==== 引文段落
基于PyTorch的TinyMind 汉字书法识别部分代码详解

最新推荐文章于 2024-08-06 14:46:36 发布

战死为止

最新推荐文章于 2024-08-06 14:46:36 发布

阅读量3.3k

点赞数 4

分类专栏： Deep Learning 个人笔记软件配置文章标签：神经网络 python 深度学习

本文链接：https://blog.csdn.net/qq_34122861/article/details/106020765

版权

个人笔记同时被 3 个专栏收录

42 篇文章 19 订阅

订阅专栏

软件配置

10 篇文章 0 订阅

订阅专栏

Deep Learning

3 篇文章 0 订阅

订阅专栏

文章目录

0. 前言
1 遇到的问题
2 data.py 数据转录文件
3 model.py 网络描述文件
- 3.1 定义网络结构★★★
- 3.2 保存和读取网络参数
4 train.py 网络训练文件★★★
5 test.py 网络测试文件★★★
结语
参考链接

0. 前言

选修课《神经网络与深度学习》的实验为TinyMind 汉字书法识别自由练习赛（初级难度）。
对应网址为：https://www.tinymind.cn/competitions/41#result_list

搜到Link2Link大神给出的源码。
该代码的github地址：https://github.com/Link2Link/TinyMind-start-with-0
对应的CSDN博客为：深度学习入门指南：从零开始TinyMind汉字书法识别
对应的TinyMind参赛经验贴为：【参赛经验】深度学习入门指南：从零开始TinyMind汉字书法识别——by：Link
修改路径后能跑到96+，无其他错误！再次感谢大神的源码！

在刚开始自己啃的一脸懵逼时，还大致过了一遍：PyTorch 动态神经网络 (莫烦 Python 教学)
B站链接为：https://www.bilibili.com/video/BV1Vx411j7kT?from=search&seid=15124761477393382413
对应的学习资源为：https://morvanzhou.github.io/tutorials/machine-learning/torch/
感谢莫烦大神！

PyTorch安装可以参考上一篇博客的安装步骤：
Win10下 NIVIDIA（CUDA+CUDNN）+Anaconda安装PyTorch(GPU版)

1 遇到的问题

上来遇到了两个问题，先行列出。

1.1 NameError: name ‘cv2’ is not defined

未安装OpenCV。
如果要用OpenCV，就需要import cv2。

安装步骤见参考链接1.

1.1.1 OpenCV下载

OpenCV下载地址为：https://www.lfd.uci.edu/~gohlke/pythonlibs/#opencv

找到OpenCV下选择对应的版本下载
建议下载opencv_python+contrib
因为opencv-contrib-python包含了主要模块以及扩展模块，扩展模块主要是包含了一些带专利的收费算法（如shift特征检测）以及一些在测试的新的算法（稳定后会合并到主要模块）。
见参考链接2.
========
==== 所给数据
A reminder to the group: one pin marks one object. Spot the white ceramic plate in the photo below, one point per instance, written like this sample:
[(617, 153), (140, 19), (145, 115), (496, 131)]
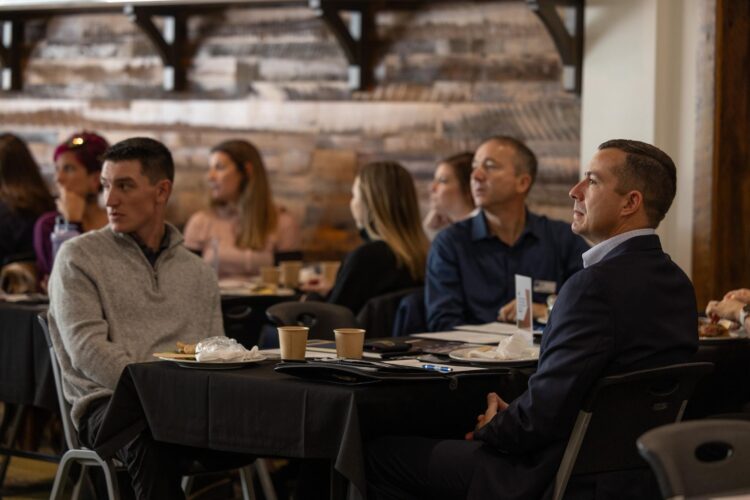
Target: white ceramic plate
[(463, 355), (737, 333), (212, 365)]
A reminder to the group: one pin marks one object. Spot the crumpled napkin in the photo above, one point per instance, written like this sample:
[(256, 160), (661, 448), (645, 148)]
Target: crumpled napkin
[(224, 349), (516, 346)]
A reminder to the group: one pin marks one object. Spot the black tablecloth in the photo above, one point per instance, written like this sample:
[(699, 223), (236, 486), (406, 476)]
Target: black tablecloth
[(264, 413), (25, 370), (727, 388)]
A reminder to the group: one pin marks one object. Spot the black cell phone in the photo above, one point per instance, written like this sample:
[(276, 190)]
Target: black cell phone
[(387, 346)]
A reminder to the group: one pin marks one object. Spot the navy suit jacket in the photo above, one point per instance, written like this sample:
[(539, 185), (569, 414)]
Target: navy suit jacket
[(635, 309)]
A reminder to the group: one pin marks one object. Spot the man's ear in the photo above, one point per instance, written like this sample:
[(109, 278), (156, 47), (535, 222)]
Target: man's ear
[(633, 202), (523, 183), (163, 190)]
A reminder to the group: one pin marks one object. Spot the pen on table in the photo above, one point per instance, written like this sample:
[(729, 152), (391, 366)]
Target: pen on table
[(437, 368)]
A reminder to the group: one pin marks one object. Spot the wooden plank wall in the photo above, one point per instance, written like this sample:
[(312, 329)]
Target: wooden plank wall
[(721, 251), (446, 76)]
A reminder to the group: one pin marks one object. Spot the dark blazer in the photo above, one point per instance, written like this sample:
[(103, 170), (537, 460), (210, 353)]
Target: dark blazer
[(368, 271), (633, 310)]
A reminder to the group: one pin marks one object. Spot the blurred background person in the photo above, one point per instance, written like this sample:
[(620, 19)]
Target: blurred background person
[(23, 198), (735, 306), (394, 253), (78, 166), (243, 227), (450, 193)]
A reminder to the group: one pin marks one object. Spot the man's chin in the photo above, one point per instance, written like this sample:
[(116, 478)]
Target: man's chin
========
要做的事.
a) 能否把引文中以“找到OpenCV下选择对应的版本下载”开头的那段改写成简短的要点列表，并保留主要信息？
b) 按照引文的说法，出现“NameError: name ‘cv2’ is not defined”是什么原因？
c) 请原样打印引文中从“搜到Link2Link大神给出的源码。”到“修改路径后能跑到96+，无其他错误！再次感谢大神的源码！”的内容。

参考答案.
a)
- 在OpenCV下选择对应版本下载。
- 建议下载opencv_python+contrib。
- 原因：opencv-contrib-python包含主要模块和扩展模块。扩展模块主要有一些带专利的收费算法（如shift特征检测），以及一些在测试的新算法（稳定后会合并到主要模块）。
- 详见参考链接2。

b) 原因是未安装OpenCV。要使用OpenCV，就需要import cv2。

c)
搜到Link2Link大神给出的源码。
该代码的github地址：https://github.com/Link2Link/TinyMind-start-with-0
对应的CSDN博客为：深度学习入门指南：从零开始TinyMind汉字书法识别
对应的TinyMind参赛经验贴为：【参赛经验】深度学习入门指南：从零开始TinyMind汉字书法识别——by：Link
修改路径后能跑到96+，无其他错误！再次感谢大神的源码！